[EXERCISE GOAL]
An exact transcription of every entry is required. Images are not part of it.

[INPUT DATA]
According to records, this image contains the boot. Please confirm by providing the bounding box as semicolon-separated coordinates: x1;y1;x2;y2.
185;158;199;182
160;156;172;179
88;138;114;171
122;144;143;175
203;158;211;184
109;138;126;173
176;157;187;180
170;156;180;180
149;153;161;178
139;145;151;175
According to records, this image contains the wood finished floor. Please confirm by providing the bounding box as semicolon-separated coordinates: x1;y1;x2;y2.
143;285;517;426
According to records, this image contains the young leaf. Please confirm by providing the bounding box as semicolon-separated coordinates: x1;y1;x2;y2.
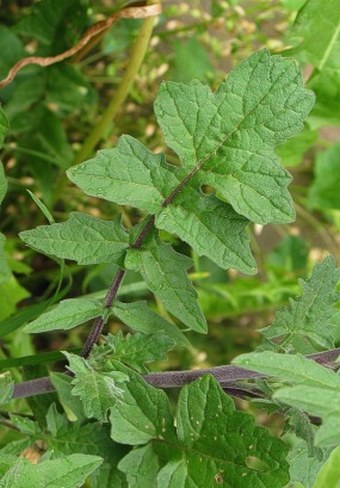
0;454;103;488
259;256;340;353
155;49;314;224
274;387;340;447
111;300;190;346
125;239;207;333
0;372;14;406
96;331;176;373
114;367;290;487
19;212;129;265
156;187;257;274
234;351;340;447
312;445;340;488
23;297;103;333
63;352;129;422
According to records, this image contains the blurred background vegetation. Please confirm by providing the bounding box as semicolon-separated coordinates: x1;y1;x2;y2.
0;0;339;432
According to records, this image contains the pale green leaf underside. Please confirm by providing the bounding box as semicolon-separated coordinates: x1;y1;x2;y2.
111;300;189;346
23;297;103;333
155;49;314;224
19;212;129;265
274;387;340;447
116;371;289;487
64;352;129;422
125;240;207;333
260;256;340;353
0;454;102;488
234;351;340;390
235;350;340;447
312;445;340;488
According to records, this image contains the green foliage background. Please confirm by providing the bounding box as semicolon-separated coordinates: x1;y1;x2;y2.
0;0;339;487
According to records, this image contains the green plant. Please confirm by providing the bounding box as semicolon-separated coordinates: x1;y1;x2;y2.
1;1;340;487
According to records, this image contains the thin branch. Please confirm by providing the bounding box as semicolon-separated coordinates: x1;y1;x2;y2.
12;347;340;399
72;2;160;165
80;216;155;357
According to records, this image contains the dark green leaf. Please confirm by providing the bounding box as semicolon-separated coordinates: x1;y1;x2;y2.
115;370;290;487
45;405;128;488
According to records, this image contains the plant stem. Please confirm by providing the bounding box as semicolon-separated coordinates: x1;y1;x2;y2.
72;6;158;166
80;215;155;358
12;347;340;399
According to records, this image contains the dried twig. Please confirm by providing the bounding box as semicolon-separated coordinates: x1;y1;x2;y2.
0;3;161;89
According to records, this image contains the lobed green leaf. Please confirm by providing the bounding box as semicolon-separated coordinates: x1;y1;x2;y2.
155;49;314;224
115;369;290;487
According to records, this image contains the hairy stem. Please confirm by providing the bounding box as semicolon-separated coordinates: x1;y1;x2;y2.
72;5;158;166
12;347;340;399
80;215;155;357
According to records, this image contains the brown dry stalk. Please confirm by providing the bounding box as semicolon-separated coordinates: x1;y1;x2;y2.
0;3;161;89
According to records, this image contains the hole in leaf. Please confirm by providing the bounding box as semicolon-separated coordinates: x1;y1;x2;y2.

[SOLUTION TO THIS PROBLEM]
According to records, this image contains the boot. Please confirm by providing the bounding box as semicolon-separated coordinates: x1;y1;x2;y2.
185;158;199;182
160;156;172;179
88;138;114;171
122;144;143;175
203;158;211;184
109;138;126;173
176;157;187;180
170;156;180;180
149;153;161;178
139;145;151;175
According to records, this image contains the wood finished floor. Please confirm by providing the bounding box as semicolon-separated coordinates: x1;y1;x2;y2.
143;285;517;426
According to records, this image contains the young leaf. Please confirm by providing the bounding box as semicolon-separated coordinates: x1;y1;x2;y2.
0;454;103;488
259;256;340;353
155;49;314;224
274;387;340;447
111;300;190;346
125;239;207;333
0;372;14;406
96;331;176;373
114;367;290;487
19;212;129;265
156;187;257;274
234;351;340;447
312;445;340;488
23;297;103;333
63;352;129;422
According to records, this image contains the blurred background vegetation. Please confirm by providing the bounding box as semicolon-separated coordinates: x1;y1;x2;y2.
0;0;339;432
According to records, this image contains the pale green leaf underside. Please confirm by providing the bounding box as semicolon-separated coordinates: x1;y1;x2;y2.
111;300;189;346
23;297;103;333
155;49;314;224
19;212;129;265
274;387;340;447
116;371;289;487
64;352;129;422
125;240;207;333
260;256;340;353
0;454;102;488
234;351;340;390
235;350;340;447
312;445;340;488
According to records, this image contains the green foliage background. Please confirm by providing the bounding box as semicolon-separated coordinates: x1;y1;x2;y2.
0;0;339;487
According to records, this image contains the green plant. Please confirm by providing the bounding box as semicolon-separated coordinates: x1;y1;x2;y2.
1;1;340;487
According to records, this image contains the thin branch. Please confirm by providing the bounding box as semicolon-separated coordinates: x1;y1;x2;y2.
12;347;340;399
72;2;160;165
80;216;155;357
According to records, this image contains the dark green leaf. Please confirm by providing the bounding box as semicolon-separated coordinates: x1;y1;x2;y2.
115;370;290;487
45;405;128;488
According to records, this image contains the plant stem. Please confirm by providing the bounding box as semicolon-separated coordinates: x1;y1;x2;y2.
72;6;158;166
80;215;155;358
12;347;340;399
According to records, this image contains the dried twig. Please confirm by providing the bounding box as semicolon-separated coordinates: x1;y1;x2;y2.
0;3;161;89
According to records, this image contains the lobed green leaf. Please confirm by providing the bounding box as semicolon-separated coordinates: x1;y1;x2;y2.
155;49;314;224
115;369;290;487
According to records, this image contains the hairy stem. Please confirm by providing the bounding box as semicolon-separated coordinates: x1;y1;x2;y2.
72;5;158;166
12;347;340;399
80;215;155;357
According to records, this image contains the brown dry stalk. Please confirm by providing the bounding box as semicolon-separated coordinates: x1;y1;x2;y2.
0;3;161;89
According to records, this image contains the hole in leaf. Please confirm by providing the bounding box as semicolon-separated coordinates: x1;y1;x2;y2.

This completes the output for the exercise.